_Document passage_:
The high pass filter R2,R3,C should work with reasonable (R2+R3)*C time
constant, i.e. should carry over everything from first harmonic, which
is BR/N, where N = databits+stopbits+startbits.

Let's consider 2 extreme cases, one with all bits ones and one with all bits
zeroes for 8N1.

In case of all zeroes (8N1):

   !-!                 !-!                 !-!
   ! !                 ! !                 ! !
-!-! !-!-!-!-!-!-!-!-!-! !-!-!-!-!-!-!-!-!-! !-
  x S                 x S                 x S

S = Start Bit
x = Stop Bit

DC component of 1/10th signallig voltage will be stripped
1st harmonic of BR/10 and everything above will be carried over.
Microcontroller will receive correct data. The recessive state will be
slightly negative.

_Challenges_:
1. Summarize the high-pass filter passage in three sentences.
2. Rewrite the high-pass filter passage between "DC component of" and "slightly negative.", inclusive, swapping "recessive state" for "idle state".

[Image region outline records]

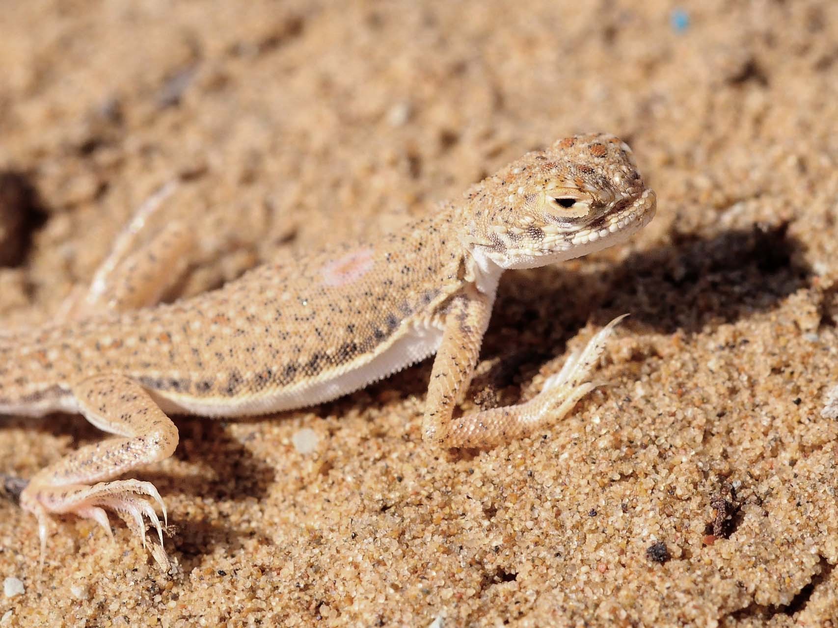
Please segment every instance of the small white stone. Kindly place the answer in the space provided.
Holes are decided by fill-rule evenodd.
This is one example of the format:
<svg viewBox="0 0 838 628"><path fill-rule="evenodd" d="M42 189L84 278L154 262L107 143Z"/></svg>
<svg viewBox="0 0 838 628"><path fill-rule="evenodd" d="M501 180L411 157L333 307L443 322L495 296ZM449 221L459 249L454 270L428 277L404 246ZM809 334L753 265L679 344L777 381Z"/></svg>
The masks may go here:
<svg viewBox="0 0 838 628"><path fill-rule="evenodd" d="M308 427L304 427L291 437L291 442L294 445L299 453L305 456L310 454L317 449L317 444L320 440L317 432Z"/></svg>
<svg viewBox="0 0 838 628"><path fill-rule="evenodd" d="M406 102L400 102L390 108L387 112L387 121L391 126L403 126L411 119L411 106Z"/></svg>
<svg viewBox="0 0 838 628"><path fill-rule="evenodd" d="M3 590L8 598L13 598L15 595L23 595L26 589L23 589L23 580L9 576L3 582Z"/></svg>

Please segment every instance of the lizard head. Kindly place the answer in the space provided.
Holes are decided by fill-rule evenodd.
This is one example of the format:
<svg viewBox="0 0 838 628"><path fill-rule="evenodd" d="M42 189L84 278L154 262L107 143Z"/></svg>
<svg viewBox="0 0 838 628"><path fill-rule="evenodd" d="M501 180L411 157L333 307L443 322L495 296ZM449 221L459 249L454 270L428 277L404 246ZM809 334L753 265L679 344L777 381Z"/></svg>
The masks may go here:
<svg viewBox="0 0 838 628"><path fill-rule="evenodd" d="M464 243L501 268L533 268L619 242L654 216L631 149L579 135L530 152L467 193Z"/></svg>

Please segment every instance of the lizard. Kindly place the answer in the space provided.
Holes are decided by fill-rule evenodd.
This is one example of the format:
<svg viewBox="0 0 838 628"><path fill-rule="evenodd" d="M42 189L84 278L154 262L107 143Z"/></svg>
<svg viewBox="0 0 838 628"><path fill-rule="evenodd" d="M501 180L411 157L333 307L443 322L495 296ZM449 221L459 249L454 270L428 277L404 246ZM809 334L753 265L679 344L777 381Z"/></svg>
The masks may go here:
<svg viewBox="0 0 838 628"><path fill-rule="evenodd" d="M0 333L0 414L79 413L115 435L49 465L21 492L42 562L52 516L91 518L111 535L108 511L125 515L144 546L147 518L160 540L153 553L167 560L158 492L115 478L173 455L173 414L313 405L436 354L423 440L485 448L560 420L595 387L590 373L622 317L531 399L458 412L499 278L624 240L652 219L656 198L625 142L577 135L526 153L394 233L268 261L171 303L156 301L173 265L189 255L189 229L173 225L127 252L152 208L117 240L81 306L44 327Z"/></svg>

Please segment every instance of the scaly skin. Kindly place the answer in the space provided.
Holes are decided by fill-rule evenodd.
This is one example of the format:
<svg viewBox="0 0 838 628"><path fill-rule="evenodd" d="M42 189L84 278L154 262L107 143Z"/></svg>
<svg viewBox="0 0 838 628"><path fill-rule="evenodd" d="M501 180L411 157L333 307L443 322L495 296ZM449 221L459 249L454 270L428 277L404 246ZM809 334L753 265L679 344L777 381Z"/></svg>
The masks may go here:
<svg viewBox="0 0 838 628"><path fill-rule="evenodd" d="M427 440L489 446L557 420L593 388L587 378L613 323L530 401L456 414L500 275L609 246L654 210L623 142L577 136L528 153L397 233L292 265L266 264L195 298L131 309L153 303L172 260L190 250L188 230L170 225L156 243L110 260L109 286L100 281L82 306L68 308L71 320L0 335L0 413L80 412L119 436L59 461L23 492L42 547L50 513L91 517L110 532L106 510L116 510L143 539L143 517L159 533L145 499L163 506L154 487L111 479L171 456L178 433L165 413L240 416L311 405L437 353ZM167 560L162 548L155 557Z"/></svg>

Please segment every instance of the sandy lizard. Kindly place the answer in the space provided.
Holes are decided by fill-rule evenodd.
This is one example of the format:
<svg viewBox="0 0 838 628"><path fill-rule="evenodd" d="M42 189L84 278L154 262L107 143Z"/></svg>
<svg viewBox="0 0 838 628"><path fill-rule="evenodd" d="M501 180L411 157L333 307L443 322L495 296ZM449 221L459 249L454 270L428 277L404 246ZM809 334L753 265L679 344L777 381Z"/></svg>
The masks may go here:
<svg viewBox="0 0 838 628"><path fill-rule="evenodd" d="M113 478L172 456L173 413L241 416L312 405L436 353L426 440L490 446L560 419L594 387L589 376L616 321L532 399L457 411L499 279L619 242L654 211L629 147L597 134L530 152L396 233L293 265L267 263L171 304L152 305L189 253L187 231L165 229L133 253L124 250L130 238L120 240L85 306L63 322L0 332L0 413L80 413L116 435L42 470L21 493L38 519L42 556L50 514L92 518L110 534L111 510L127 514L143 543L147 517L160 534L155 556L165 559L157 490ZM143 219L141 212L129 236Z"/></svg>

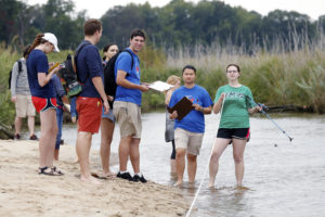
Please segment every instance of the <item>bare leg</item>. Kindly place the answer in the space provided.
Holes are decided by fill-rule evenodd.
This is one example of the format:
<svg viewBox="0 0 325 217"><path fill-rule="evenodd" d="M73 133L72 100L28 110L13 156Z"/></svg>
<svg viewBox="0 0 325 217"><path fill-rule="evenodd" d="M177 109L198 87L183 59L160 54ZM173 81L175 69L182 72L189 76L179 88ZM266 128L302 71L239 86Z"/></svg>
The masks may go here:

_Answers below_:
1. The high pass filter made of R2, R3 and C should have a reasonable (R2+R3)*C time constant, so that it carries over everything from the first harmonic, BR/N, where N is the sum of data bits, stop bits and start bits. In the all-zeroes case for 8N1, the DC component of 1/10th the signaling voltage is stripped, while the first harmonic of BR/10 and everything above it is carried over. The microcontroller will receive correct data, and the recessive state will be slightly negative.

2.
DC component of 1/10th signallig voltage will be stripped
1st harmonic of BR/10 and everything above will be carried over.
Microcontroller will receive correct data. The idle state will be
slightly negative.